• **Selected passage**
** start **
Section 240.35(1) provided that a person is guilty of loitering when he “loiters, remains or wanders about in a public place for the purpose of begging.” In 1993, the Second Circuit declared this section of the law unconstitutional on First Amendment grounds. See Loper v. New York City Police Dept., 999 F.2d 699 (2d Cir. 1993).

On June 9, 2005, the case was assigned to Judge Shira A. Scheindlin. On June 23, 2005, Judge Scheindlin entered an order enforcing a stipulation by the individual city defendants agreed agreed to cease enforcement of § 240.35(1), dismiss all charges and summonses pending under the law, release those in custody solely for violating the law, and vacate all warrants relating to charges under it.

The remaining parties began discovery in 2006. On November 22, 2006 the Judge Scheindlin granted the plaintiff leave to amend the complaint. The original named plaintiff in the case had accepted the defendants' offer of judgment made on November 9, 2006. Prior to releasing his claims against the defendants, the plaintiff amended the complaint to add new named plaintiff and putative class representative. The first amended complaint was filed on November 27, 2006.

On December 5, 2006, the court entered judgment in favor of the first named plaintiff according to the defendants' offer of judgment. The defendants agreed to pay the named plaintiff $100,001 plus reasonable attorneys' fees accrued to that date. The first named plaintiff's claims were thus released, though negotiation of attorneys' fees continued between him and the defendants until they were resolved, in the amount of $280,388.28 in February 2008. The case proceeded with the new named plaintiff.
** end **
• **Data supplied**
** start **
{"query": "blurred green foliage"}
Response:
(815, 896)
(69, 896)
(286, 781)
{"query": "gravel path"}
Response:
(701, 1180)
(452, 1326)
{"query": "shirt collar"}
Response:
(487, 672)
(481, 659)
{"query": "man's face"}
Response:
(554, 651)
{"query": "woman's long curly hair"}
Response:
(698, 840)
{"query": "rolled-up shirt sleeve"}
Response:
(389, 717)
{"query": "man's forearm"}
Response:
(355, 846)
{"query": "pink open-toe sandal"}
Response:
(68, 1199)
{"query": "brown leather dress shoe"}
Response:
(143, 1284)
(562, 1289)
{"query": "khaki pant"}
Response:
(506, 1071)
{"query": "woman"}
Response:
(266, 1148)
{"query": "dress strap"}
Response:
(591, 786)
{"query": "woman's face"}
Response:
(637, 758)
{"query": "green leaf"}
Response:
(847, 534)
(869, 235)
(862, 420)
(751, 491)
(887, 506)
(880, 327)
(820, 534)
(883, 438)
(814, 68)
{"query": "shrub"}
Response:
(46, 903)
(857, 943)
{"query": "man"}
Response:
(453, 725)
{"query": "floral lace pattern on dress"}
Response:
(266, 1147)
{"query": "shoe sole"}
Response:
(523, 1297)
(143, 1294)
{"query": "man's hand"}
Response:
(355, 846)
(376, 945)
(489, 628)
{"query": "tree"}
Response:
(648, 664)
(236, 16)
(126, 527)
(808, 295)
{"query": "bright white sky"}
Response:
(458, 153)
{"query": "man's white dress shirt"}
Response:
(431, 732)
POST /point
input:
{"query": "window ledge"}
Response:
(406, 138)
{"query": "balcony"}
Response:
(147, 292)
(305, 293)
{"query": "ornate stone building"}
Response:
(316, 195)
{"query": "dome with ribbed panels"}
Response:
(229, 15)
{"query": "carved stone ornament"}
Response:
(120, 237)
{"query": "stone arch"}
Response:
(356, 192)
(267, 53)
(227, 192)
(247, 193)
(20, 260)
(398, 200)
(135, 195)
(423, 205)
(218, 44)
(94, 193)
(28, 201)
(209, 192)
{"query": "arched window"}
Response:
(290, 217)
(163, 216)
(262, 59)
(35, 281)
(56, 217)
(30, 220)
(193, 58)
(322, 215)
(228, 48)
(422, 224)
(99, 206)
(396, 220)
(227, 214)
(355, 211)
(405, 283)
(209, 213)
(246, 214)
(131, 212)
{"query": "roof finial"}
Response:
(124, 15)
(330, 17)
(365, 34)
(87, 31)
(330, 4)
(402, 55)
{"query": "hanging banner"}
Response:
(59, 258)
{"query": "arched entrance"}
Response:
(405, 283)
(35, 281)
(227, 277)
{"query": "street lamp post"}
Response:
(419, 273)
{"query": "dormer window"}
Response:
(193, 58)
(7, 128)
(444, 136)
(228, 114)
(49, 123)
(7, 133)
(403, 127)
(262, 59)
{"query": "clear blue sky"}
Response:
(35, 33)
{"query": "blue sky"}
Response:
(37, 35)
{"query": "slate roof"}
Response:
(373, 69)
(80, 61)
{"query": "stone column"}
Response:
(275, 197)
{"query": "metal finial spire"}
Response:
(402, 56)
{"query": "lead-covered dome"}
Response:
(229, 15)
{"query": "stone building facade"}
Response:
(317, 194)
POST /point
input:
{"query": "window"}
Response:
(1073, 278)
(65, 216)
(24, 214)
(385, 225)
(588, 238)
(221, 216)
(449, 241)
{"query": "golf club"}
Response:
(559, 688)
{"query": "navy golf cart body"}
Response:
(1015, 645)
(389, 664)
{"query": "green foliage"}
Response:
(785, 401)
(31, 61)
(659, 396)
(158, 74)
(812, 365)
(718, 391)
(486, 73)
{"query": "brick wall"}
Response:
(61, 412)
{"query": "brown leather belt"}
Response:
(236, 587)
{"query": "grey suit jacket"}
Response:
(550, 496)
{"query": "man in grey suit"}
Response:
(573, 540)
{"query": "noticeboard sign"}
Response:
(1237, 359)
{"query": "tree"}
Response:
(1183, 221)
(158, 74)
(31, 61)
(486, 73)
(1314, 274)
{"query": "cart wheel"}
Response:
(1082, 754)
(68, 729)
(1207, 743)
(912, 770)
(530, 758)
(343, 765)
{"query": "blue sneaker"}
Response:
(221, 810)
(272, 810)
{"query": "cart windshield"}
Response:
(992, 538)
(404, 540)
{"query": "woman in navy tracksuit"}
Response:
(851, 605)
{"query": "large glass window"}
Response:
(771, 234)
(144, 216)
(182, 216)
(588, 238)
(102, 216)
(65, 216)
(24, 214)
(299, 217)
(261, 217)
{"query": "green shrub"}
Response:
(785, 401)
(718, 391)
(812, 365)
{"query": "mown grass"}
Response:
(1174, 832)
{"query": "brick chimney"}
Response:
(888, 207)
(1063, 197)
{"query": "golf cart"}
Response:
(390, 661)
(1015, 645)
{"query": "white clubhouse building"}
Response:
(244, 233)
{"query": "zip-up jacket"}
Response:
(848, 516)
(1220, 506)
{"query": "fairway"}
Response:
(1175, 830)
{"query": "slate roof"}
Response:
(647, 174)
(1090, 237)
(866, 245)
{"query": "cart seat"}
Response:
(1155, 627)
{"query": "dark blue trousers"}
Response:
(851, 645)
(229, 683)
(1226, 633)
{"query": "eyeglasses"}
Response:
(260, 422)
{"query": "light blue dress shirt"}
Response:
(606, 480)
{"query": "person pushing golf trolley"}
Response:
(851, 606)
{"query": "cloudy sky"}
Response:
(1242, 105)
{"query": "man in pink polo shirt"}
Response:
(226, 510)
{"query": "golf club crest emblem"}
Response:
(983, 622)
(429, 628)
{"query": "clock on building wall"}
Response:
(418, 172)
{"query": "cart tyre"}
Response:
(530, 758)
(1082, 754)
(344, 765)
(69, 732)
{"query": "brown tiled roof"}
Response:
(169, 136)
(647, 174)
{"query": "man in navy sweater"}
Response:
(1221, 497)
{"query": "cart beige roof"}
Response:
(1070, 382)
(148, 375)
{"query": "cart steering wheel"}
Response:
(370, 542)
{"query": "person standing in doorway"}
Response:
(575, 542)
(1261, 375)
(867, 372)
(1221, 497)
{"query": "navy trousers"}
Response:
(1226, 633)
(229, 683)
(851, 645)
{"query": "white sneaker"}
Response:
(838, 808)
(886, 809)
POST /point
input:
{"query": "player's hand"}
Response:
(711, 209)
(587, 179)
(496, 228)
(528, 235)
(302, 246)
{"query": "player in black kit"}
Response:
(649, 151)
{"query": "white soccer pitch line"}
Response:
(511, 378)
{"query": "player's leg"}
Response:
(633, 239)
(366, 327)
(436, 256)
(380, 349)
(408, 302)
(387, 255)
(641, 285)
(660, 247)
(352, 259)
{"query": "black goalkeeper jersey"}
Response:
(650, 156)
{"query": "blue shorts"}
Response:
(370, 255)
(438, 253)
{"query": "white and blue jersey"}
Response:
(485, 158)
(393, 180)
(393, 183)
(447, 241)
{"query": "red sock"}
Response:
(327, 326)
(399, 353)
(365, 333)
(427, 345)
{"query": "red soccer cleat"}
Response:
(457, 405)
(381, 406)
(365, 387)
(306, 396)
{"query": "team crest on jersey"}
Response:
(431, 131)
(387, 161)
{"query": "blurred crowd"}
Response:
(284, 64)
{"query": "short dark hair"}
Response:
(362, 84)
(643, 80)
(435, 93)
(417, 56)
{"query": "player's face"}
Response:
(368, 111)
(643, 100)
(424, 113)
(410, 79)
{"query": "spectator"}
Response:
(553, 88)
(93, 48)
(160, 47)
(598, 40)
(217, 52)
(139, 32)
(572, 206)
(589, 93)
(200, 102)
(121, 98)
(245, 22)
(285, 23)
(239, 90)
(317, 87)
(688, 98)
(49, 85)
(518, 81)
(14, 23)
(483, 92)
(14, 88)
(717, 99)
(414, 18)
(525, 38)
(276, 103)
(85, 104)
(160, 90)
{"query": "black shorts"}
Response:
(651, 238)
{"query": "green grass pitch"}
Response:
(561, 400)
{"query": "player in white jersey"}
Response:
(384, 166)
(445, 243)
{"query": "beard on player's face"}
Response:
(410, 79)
** end **
• **Objective 1**
From the case summary on New York's begging-loitering law, can you extract the part that opens with the words containing "On December 5, 2006, the" and closes with "new named plaintiff."?
• **Objective 2**
Answer these questions from the case summary on New York's begging-loitering law:
(a) In what year did the Second Circuit declare Section 240.35(1) unconstitutional?
(b) On what date was the first amended complaint filed?
(c) In what amount were the first named plaintiff's attorneys' fees resolved?
• **Objective 3**
Could you proceed with the case summary on New York's begging-loitering law from where it stops?

• **Reply 1**
On December 5, 2006, the court entered judgment in favor of the first named plaintiff according to the defendants' offer of judgment. The defendants agreed to pay the named plaintiff $100,001 plus reasonable attorneys' fees accrued to that date. The first named plaintiff's claims were thus released, though negotiation of attorneys' fees continued between him and the defendants until they were resolved, in the amount of $280,388.28 in February 2008. The case proceeded with the new named plaintiff.

• **Reply 2**
(a) 1993
(b) November 27, 2006
(c) $280,388.28

• **Reply 3**
While this was occurring, there were concerns about the defendants' compliance with the court's order of June 23, 2005 that had directed the defendants once and for all to cease enforcing § 240.35(1). In light of the defendants' continuing failure to comply with court orders, the plaintiff requested leave to a file a contempt motion against the defendants on November 9, 2006. At a pre-motion conference held on November 29, 2006, the defendants promised to undertake a plan of action that would curb the continued enforcement of § 240.35(1). In reliance upon defendants' assurances that plaintiff was going to get the necessary relief, the Court denied plaintiff's request to move for a judgment of contempt.

Soon thereafter, the Court entered an order on December 14, 2006 directing the defendants to take the additional remedial steps they had promised in order to halt the unconstitutional enforcement of § 240.35(1). These steps included sending letters to offending officers after they improperly issued a summons for a violation of § 240.35(1), warning officers that future enforcement of § 240.35(1) may lead to disciplinary action against them, and providing members of the NYPD with additional training to reinforce that § 240.35(1) was unconstitutional and not to be enforced.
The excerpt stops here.